### Data to use
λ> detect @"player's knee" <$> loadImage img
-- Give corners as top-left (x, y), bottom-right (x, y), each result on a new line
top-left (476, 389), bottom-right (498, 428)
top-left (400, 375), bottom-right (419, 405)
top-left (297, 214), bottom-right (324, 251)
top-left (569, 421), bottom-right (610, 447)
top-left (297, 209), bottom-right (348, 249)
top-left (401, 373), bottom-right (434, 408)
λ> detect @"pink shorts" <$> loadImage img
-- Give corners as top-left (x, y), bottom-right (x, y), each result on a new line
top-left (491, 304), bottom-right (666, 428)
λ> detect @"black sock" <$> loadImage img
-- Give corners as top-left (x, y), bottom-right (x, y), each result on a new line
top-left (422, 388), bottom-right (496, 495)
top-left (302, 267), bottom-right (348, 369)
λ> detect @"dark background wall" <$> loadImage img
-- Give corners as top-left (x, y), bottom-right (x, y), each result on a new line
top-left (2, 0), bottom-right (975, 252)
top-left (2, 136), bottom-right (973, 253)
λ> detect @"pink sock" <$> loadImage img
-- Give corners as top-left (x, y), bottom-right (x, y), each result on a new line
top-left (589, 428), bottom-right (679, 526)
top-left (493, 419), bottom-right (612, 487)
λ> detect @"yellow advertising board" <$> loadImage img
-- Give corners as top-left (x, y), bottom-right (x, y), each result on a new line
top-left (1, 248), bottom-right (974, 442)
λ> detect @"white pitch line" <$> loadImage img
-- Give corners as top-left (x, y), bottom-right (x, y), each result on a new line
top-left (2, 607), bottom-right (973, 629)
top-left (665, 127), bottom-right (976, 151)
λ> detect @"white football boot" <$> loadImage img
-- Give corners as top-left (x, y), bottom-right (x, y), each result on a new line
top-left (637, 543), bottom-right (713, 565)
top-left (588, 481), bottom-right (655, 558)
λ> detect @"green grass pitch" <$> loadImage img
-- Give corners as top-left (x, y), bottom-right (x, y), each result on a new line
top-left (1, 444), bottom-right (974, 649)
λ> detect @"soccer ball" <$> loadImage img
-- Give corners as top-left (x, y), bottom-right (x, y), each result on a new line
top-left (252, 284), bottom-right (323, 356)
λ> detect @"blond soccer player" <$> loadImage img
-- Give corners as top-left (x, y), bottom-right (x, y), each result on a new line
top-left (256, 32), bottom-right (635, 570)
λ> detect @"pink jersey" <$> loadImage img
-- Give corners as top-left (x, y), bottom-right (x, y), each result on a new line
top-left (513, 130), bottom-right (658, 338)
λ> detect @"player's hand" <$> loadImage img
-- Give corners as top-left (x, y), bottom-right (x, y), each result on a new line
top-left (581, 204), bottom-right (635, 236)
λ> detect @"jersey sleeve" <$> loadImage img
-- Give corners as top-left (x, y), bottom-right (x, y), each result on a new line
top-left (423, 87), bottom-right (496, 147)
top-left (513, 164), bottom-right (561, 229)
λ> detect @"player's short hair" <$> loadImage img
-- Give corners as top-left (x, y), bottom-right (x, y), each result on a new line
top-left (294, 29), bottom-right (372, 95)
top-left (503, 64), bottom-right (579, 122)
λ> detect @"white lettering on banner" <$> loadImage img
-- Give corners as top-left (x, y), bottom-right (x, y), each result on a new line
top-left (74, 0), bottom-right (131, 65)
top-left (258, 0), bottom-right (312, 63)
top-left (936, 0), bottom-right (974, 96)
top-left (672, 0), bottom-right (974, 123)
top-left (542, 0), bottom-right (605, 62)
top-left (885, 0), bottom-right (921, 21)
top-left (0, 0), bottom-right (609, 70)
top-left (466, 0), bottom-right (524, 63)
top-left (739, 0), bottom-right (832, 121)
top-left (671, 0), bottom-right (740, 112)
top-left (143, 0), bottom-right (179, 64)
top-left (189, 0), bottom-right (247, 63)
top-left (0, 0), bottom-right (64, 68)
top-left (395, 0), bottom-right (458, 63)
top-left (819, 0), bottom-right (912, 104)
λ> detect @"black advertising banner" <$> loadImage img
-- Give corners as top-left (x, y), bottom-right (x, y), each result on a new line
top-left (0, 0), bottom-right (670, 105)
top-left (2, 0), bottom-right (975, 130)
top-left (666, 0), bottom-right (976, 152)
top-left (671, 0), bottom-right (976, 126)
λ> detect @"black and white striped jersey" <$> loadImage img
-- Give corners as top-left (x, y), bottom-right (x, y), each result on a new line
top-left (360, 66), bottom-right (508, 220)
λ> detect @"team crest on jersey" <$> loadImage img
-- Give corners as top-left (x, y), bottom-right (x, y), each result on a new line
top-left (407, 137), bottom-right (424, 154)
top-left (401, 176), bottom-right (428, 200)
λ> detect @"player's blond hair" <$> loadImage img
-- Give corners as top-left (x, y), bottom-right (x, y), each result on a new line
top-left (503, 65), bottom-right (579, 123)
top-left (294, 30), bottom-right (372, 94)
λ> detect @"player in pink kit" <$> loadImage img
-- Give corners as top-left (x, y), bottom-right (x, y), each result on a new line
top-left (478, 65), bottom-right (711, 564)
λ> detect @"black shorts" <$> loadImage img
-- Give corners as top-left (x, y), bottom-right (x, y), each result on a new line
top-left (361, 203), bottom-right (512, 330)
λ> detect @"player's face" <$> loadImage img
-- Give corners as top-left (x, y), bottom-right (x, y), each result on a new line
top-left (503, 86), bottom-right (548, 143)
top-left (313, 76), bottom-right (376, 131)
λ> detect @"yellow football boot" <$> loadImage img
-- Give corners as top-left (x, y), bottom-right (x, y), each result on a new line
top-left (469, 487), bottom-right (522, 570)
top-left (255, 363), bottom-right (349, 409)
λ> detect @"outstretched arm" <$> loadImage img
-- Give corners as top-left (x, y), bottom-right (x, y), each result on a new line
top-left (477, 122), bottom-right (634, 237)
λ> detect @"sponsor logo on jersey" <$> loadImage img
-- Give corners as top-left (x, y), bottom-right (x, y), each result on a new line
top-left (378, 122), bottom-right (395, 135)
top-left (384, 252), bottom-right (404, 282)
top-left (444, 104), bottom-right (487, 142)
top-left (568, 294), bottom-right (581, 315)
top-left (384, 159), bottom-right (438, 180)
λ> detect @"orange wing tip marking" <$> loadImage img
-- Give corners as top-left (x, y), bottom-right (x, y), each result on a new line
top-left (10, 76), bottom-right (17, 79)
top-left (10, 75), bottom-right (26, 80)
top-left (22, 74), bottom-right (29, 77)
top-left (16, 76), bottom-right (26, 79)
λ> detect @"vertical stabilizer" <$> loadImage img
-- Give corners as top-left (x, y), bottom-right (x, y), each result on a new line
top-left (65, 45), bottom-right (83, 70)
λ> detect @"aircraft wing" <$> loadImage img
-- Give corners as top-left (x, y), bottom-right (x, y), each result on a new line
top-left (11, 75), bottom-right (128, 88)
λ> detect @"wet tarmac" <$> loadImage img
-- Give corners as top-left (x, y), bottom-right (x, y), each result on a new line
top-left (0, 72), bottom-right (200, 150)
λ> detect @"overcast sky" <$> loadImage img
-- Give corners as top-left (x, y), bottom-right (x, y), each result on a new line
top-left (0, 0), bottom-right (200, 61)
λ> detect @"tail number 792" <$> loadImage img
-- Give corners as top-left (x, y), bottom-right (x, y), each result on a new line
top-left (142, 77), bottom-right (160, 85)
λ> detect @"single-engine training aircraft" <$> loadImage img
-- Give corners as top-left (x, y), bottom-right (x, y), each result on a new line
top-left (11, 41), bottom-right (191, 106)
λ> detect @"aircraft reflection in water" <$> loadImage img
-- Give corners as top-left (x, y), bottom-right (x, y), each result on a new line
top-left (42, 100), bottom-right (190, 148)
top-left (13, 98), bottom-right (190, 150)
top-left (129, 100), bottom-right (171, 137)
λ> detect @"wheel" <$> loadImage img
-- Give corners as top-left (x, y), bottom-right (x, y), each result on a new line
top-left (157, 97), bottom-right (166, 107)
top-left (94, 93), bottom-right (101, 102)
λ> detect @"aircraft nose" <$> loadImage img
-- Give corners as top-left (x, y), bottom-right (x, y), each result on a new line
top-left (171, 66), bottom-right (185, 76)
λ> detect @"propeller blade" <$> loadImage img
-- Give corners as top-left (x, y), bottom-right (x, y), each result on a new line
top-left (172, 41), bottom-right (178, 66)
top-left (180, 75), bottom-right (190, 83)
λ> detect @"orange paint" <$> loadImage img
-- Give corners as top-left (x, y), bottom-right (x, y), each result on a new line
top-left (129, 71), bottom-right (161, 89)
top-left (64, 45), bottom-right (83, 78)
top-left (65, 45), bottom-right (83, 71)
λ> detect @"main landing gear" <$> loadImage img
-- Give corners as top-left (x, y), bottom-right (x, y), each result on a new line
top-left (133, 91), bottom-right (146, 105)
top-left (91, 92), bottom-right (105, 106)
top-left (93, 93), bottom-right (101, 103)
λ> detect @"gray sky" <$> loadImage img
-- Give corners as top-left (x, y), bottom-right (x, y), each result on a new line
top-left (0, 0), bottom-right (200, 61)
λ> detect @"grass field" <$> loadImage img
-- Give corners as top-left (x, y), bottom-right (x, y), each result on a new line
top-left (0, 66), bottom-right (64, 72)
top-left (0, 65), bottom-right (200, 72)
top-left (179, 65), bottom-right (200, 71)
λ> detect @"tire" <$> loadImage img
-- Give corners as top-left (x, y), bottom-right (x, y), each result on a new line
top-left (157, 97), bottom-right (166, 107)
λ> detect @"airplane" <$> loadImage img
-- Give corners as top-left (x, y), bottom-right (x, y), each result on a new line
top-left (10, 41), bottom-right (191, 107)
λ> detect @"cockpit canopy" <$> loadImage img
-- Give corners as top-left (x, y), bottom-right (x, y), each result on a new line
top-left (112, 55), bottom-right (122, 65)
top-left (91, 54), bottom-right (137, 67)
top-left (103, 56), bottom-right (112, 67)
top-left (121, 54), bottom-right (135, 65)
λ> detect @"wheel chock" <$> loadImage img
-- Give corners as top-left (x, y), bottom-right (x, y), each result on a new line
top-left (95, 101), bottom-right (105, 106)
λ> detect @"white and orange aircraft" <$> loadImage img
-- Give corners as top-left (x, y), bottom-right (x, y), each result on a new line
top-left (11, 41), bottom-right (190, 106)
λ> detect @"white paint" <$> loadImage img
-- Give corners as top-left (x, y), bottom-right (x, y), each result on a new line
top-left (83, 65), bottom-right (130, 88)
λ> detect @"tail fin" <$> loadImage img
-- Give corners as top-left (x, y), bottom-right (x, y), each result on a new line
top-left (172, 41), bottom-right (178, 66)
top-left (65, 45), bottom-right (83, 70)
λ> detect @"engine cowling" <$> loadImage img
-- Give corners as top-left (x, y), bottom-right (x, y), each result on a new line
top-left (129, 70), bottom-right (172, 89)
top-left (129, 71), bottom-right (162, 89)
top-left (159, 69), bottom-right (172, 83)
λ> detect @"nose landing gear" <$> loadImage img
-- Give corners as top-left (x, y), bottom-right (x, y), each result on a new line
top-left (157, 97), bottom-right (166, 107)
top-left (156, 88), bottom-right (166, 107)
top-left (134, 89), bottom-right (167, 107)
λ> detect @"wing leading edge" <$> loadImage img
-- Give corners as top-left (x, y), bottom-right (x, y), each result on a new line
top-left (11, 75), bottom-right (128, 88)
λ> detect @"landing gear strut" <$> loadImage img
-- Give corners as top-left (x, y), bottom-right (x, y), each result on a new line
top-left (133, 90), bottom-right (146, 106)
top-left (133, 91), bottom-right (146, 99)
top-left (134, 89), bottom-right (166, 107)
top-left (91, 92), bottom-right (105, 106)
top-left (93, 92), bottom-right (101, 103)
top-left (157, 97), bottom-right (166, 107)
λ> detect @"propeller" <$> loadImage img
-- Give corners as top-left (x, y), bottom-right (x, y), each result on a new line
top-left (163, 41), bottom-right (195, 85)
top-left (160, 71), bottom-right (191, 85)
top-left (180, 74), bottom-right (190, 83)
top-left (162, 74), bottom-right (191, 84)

### Work item
Look for the word "nose" in the listing above, and copy every line where you find it.

### Solution below
λ> detect @"aircraft nose" <$> loadImage img
λ> detect @"nose landing gear" <$> loadImage img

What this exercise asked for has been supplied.